TEXT PASSAGE =
+ + + + +

The Magical Land of Cappadocia

Cappadocia is truly a magical wonderland like no other place on earth. I explored and slept in the caves that are scattered across the landscape, and was never quite sure if I was really on earth or not.

When a friend came to visit me in Turkey, I decided to take her to a place I had heard was unique in Central Turkey. Unique it was! The Cappadocia region is covered in pointy fairy chimney caves made of volcanic tuff, basalt and andesite rock that used to be housing, places of worship and businesses. The whole area seems rather unreal, since there are very few if any geographical areas similar to this one anywhere else in the world.




Time Zone:          Eastern European Time

Location (Latitude, Longitude): Göreme, Turkey

How far did I travel this week? 350 kilometers, or 220 miles

How far have I traveled on your journey so far? Many many miles!

How did I get around this week?        I took a big bus from Osmaniye to Nevşehir, and then a mini bus from Nevşehir to Göreme. My total travel time was about seven hours.

What was the most interesting place I visited this week? Cappadocia is a region in Central Turkey that is one of the most interesting places in the world. Göreme is the town I was based in, but the entire region covers hundreds of square miles.

+ + + + +

Point-based annotation data:
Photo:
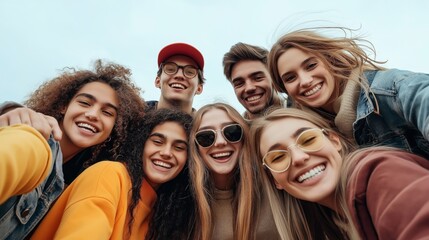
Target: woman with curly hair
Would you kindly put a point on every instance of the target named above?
(330, 190)
(226, 185)
(114, 199)
(93, 109)
(338, 79)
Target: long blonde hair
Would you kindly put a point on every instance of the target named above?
(295, 218)
(246, 194)
(340, 55)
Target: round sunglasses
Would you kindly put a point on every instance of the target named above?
(207, 137)
(310, 140)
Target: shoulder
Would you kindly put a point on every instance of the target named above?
(151, 104)
(105, 178)
(382, 167)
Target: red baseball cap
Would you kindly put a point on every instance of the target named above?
(181, 49)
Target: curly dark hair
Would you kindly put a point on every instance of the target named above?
(173, 210)
(55, 95)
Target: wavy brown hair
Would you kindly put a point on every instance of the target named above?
(245, 203)
(172, 214)
(55, 95)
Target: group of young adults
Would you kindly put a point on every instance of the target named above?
(345, 156)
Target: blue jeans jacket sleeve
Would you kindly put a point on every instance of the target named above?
(403, 103)
(19, 215)
(411, 95)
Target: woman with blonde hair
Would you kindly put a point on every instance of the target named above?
(226, 184)
(338, 79)
(331, 190)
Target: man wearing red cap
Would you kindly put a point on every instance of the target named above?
(180, 77)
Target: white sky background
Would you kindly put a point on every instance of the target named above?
(39, 38)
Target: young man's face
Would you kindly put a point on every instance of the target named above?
(177, 86)
(252, 85)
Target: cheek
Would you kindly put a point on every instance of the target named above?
(291, 88)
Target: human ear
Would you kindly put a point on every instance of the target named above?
(158, 82)
(278, 186)
(336, 141)
(199, 89)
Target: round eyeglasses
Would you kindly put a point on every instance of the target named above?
(207, 137)
(310, 140)
(171, 68)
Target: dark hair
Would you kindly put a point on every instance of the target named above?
(55, 95)
(242, 51)
(173, 208)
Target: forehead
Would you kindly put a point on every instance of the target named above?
(182, 60)
(246, 67)
(101, 92)
(282, 131)
(292, 57)
(215, 118)
(171, 130)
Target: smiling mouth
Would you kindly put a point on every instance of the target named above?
(254, 98)
(313, 90)
(87, 127)
(311, 173)
(162, 164)
(221, 156)
(177, 86)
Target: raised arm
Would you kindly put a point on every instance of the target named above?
(14, 113)
(25, 160)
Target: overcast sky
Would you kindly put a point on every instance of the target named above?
(39, 38)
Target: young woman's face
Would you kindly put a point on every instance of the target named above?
(165, 153)
(311, 176)
(306, 78)
(90, 116)
(222, 156)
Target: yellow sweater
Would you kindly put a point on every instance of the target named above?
(95, 206)
(25, 160)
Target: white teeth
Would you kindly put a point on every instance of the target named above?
(219, 155)
(177, 85)
(313, 90)
(253, 98)
(87, 126)
(313, 172)
(162, 164)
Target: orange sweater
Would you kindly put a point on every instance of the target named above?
(95, 206)
(25, 160)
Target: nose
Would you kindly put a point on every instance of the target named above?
(220, 140)
(298, 156)
(306, 79)
(166, 152)
(92, 114)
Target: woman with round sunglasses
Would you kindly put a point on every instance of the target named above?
(337, 78)
(226, 184)
(331, 190)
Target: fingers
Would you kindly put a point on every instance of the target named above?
(56, 130)
(46, 125)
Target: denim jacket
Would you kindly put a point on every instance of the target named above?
(20, 215)
(402, 120)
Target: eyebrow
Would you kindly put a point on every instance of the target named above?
(95, 99)
(302, 64)
(160, 135)
(294, 135)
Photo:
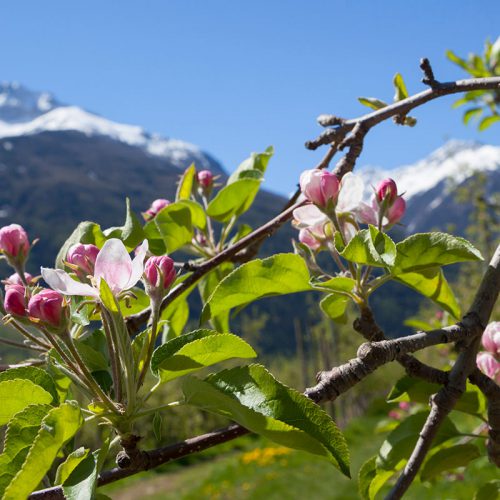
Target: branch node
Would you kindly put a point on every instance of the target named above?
(428, 78)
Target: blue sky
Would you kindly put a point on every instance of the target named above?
(234, 77)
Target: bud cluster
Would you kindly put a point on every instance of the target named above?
(488, 361)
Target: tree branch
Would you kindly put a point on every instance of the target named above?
(400, 108)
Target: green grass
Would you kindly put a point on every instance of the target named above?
(260, 469)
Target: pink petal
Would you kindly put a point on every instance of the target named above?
(351, 193)
(137, 265)
(62, 282)
(309, 215)
(114, 264)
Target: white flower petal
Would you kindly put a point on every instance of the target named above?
(309, 215)
(113, 263)
(137, 265)
(62, 282)
(351, 193)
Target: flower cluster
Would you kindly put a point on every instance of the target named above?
(342, 202)
(488, 361)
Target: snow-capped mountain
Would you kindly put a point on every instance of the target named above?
(429, 184)
(25, 112)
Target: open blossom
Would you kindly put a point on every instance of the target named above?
(155, 207)
(14, 241)
(319, 187)
(15, 300)
(83, 258)
(113, 264)
(385, 204)
(491, 338)
(47, 307)
(487, 363)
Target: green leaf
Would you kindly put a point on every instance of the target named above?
(488, 121)
(334, 306)
(107, 298)
(255, 164)
(251, 396)
(471, 113)
(233, 199)
(185, 186)
(195, 351)
(21, 432)
(400, 87)
(82, 482)
(431, 283)
(36, 375)
(175, 225)
(17, 394)
(371, 247)
(57, 428)
(424, 250)
(131, 233)
(339, 284)
(448, 459)
(70, 464)
(401, 441)
(489, 491)
(277, 275)
(86, 232)
(157, 423)
(371, 479)
(372, 102)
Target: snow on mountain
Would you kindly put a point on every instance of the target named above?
(456, 161)
(24, 112)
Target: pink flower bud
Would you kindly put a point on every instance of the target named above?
(15, 300)
(491, 338)
(166, 266)
(307, 238)
(83, 257)
(205, 179)
(487, 363)
(155, 207)
(387, 189)
(319, 187)
(47, 306)
(14, 241)
(396, 211)
(15, 279)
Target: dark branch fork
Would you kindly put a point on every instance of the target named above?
(350, 134)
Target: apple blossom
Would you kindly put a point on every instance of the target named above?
(307, 238)
(15, 279)
(205, 179)
(386, 189)
(491, 338)
(113, 264)
(155, 207)
(487, 363)
(82, 258)
(319, 187)
(14, 241)
(47, 307)
(15, 300)
(165, 265)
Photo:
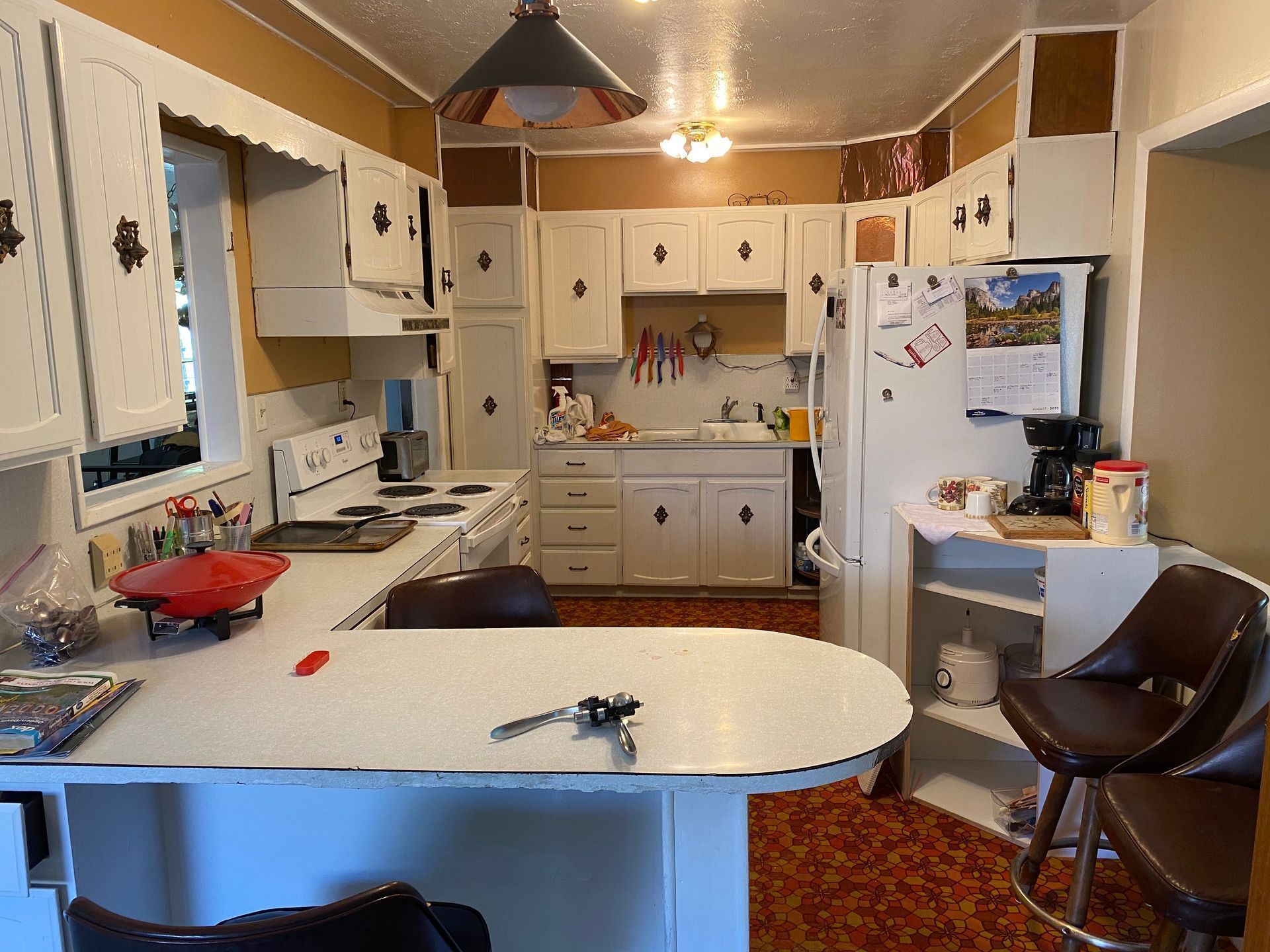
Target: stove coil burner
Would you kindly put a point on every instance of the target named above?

+ + + + +

TASKS TO COMPLETE =
1) For each statement, say whether the Cappadocia text agrees with it, answering yes or no and quoting the deciding words: (a) The trip from Osmaniye to Nevşehir was made by mini bus. (b) The fairy chimney caves are made of volcanic tuff, basalt and andesite rock. (c) The total travel time was about five hours.
2) Set down the part of the Cappadocia text starting with "How far have" and going on through "about seven hours.".

EXPECTED OUTPUTS =
1)
(a) No: "I took a big bus from Osmaniye to Nevşehir, and then a mini bus from Nevşehir to Göreme."
(b) Yes: "pointy fairy chimney caves made of volcanic tuff, basalt and andesite rock"
(c) No: "My total travel time was about seven hours."

2)
How far have I traveled on your journey so far? Many many miles!

How did I get around this week?        I took a big bus from Osmaniye to Nevşehir, and then a mini bus from Nevşehir to Göreme. My total travel time was about seven hours.